*** Opening Page extract ***

In our recent reading, we ran across some pearls of wisdom from investment manager Howard Marks of Oaktree Capital. Marks ranks right up there with Warren Buffett as a voice to heed on investment philosophy. (He’s on Forbes list of billionaires.) We thought we’d share his remarks to provide some perspective on market fluctuation:
“It’s clear from observation that security prices fluctuate much more than economic output or company profits. What accounts for this? It must be the fact that, in the short term, the ups and downs of prices are influenced far more by swings in investor psychology than by changes in companies’ long-term prospects.”
To his point – we turn back to March 2020 when the COVID winter started. In barely four days, the Dow Jones Industrial Average declined 6,400 points, an equivalent of roughly 26%. More simply stated, the 30 industrial stocks making up the Dow Jones temporarily lost 26% of their value. The above list of companies makes up the Dow Index.
The question for investors during this time was – “do I really believe that these companies lost 26% of their enterprise value in four short days”? To be sure, their stock prices declined that much. But did these companies really lose a quarter of their long-term value? The answer is – of course not. In fact, the Dow Jones not only recovered quickly thereafter but ended 2020 higher than it started at the beginning of the year. Smart investors – who had the foresight to ask themselves this question in 2020 – put more capital to work and benefited greatly from the recovery.

*** Closing Page extract ***
*** Opening Given entries ***

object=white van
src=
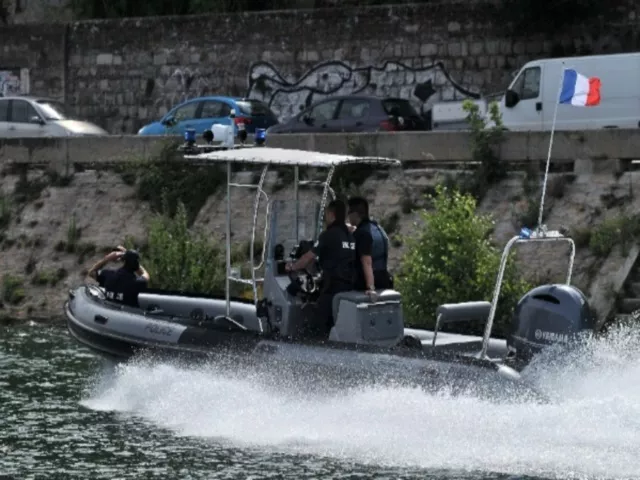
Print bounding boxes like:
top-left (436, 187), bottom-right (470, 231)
top-left (499, 53), bottom-right (640, 131)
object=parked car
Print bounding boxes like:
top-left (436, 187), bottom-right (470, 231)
top-left (267, 95), bottom-right (427, 134)
top-left (138, 97), bottom-right (278, 135)
top-left (0, 96), bottom-right (108, 138)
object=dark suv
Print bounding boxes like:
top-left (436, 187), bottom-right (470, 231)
top-left (267, 95), bottom-right (427, 134)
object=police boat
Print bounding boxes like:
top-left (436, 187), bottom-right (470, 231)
top-left (64, 126), bottom-right (594, 398)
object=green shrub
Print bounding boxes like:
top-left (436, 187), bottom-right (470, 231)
top-left (2, 274), bottom-right (27, 305)
top-left (120, 142), bottom-right (227, 225)
top-left (0, 194), bottom-right (11, 229)
top-left (142, 198), bottom-right (262, 298)
top-left (589, 215), bottom-right (640, 257)
top-left (398, 186), bottom-right (530, 336)
top-left (142, 202), bottom-right (225, 294)
top-left (462, 100), bottom-right (507, 199)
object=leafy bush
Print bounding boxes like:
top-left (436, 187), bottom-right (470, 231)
top-left (462, 100), bottom-right (507, 198)
top-left (121, 141), bottom-right (227, 224)
top-left (141, 198), bottom-right (262, 297)
top-left (143, 202), bottom-right (226, 294)
top-left (2, 274), bottom-right (27, 305)
top-left (0, 194), bottom-right (11, 229)
top-left (589, 215), bottom-right (640, 257)
top-left (398, 186), bottom-right (531, 336)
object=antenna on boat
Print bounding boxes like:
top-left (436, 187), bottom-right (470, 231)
top-left (477, 68), bottom-right (576, 359)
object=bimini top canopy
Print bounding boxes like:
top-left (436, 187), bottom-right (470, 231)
top-left (184, 147), bottom-right (400, 168)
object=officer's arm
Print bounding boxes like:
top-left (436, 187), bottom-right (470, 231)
top-left (291, 230), bottom-right (327, 271)
top-left (356, 232), bottom-right (376, 290)
top-left (87, 251), bottom-right (122, 280)
top-left (291, 250), bottom-right (316, 271)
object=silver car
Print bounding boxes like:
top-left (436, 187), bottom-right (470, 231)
top-left (0, 96), bottom-right (108, 138)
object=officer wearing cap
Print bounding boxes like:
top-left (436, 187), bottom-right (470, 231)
top-left (286, 200), bottom-right (356, 338)
top-left (87, 246), bottom-right (149, 307)
top-left (347, 197), bottom-right (393, 299)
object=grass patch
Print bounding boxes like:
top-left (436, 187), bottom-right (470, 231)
top-left (120, 141), bottom-right (226, 225)
top-left (380, 212), bottom-right (400, 237)
top-left (31, 268), bottom-right (69, 287)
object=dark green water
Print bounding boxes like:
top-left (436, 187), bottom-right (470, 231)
top-left (0, 325), bottom-right (640, 480)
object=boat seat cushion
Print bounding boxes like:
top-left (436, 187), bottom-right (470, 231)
top-left (332, 289), bottom-right (402, 322)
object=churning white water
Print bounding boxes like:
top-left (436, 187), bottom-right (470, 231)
top-left (83, 329), bottom-right (640, 479)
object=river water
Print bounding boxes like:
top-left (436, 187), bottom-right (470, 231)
top-left (0, 324), bottom-right (640, 480)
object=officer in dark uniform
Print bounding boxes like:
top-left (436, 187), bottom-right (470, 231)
top-left (286, 200), bottom-right (356, 338)
top-left (348, 197), bottom-right (393, 298)
top-left (88, 247), bottom-right (149, 307)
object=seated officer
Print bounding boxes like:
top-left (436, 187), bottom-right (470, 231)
top-left (348, 197), bottom-right (393, 299)
top-left (87, 247), bottom-right (149, 307)
top-left (286, 200), bottom-right (356, 338)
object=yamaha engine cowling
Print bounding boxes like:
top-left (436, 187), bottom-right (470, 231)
top-left (507, 284), bottom-right (594, 362)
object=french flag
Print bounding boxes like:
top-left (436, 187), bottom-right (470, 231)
top-left (560, 69), bottom-right (600, 107)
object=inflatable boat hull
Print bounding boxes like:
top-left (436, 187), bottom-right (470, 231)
top-left (65, 287), bottom-right (543, 400)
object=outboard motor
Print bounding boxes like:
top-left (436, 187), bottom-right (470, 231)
top-left (507, 284), bottom-right (595, 363)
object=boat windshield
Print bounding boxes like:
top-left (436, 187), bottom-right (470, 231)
top-left (37, 100), bottom-right (68, 120)
top-left (269, 197), bottom-right (320, 256)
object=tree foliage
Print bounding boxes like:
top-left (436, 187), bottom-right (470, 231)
top-left (398, 186), bottom-right (531, 336)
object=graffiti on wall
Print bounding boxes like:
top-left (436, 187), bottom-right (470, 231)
top-left (246, 61), bottom-right (480, 120)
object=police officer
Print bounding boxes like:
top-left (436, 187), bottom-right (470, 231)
top-left (347, 197), bottom-right (393, 299)
top-left (87, 247), bottom-right (149, 307)
top-left (285, 200), bottom-right (356, 338)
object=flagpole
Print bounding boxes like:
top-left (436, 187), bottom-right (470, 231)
top-left (537, 62), bottom-right (565, 231)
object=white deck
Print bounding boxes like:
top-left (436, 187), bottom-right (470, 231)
top-left (184, 147), bottom-right (401, 168)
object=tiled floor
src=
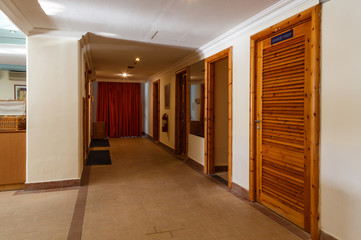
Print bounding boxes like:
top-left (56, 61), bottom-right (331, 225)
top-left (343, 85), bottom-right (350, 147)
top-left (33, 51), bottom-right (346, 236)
top-left (0, 138), bottom-right (310, 240)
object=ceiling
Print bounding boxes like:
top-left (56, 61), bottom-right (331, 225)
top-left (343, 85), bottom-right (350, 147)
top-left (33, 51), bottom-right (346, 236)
top-left (0, 0), bottom-right (279, 80)
top-left (0, 11), bottom-right (26, 67)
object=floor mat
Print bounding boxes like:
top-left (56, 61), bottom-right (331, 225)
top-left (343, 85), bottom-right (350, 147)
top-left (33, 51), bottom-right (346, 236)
top-left (211, 174), bottom-right (228, 185)
top-left (86, 150), bottom-right (112, 166)
top-left (90, 139), bottom-right (110, 147)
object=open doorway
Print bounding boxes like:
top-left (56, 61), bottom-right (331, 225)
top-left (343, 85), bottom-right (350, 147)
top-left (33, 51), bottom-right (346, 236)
top-left (153, 80), bottom-right (160, 141)
top-left (204, 48), bottom-right (232, 188)
top-left (175, 68), bottom-right (189, 158)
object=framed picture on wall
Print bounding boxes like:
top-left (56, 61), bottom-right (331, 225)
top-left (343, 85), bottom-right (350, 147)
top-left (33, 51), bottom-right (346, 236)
top-left (164, 83), bottom-right (170, 109)
top-left (14, 84), bottom-right (26, 100)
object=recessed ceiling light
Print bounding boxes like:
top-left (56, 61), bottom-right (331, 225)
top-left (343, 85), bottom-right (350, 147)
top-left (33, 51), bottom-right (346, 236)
top-left (38, 0), bottom-right (65, 16)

*** Closing Given entries ***

▸ Your tasks:
• A. Reproduce the market commentary word for word, between "The question for" and "from the recovery.", inclusive.
• B. According to the market commentary, by how many points did the Dow Jones Industrial Average fall in barely four days in March 2020?
• C. Continue the market commentary from the point where it stops.

▸ Replies:
• A.
The question for investors during this time was – “do I really believe that these companies lost 26% of their enterprise value in four short days”? To be sure, their stock prices declined that much. But did these companies really lose a quarter of their long-term value? The answer is – of course not. In fact, the Dow Jones not only recovered quickly thereafter but ended 2020 higher than it started at the beginning of the year. Smart investors – who had the foresight to ask themselves this question in 2020 – put more capital to work and benefited greatly from the recovery.

• B. 6,400 points

• C.
Our point here is that the stock market is very effective at pricing the value of companies over the long run, but it’s incredibly messy in the short run. That’s due to investor psychology. Markets get oversold in times of uncertainty due to emotion, not fact. We’re not sure when the next market downturn will occur, but when it does, we would encourage readers to ask themselves this question. “Do I really believe that this list of companies has really permanently lost x% of their long-term enterprise value”? If the answer is “no,” it likely presents an excellent opportunity to buy while markets are on sale.
The Dow Jones Industrial Index is an unmanaged portfolio and individuals cannot invest directly in the index.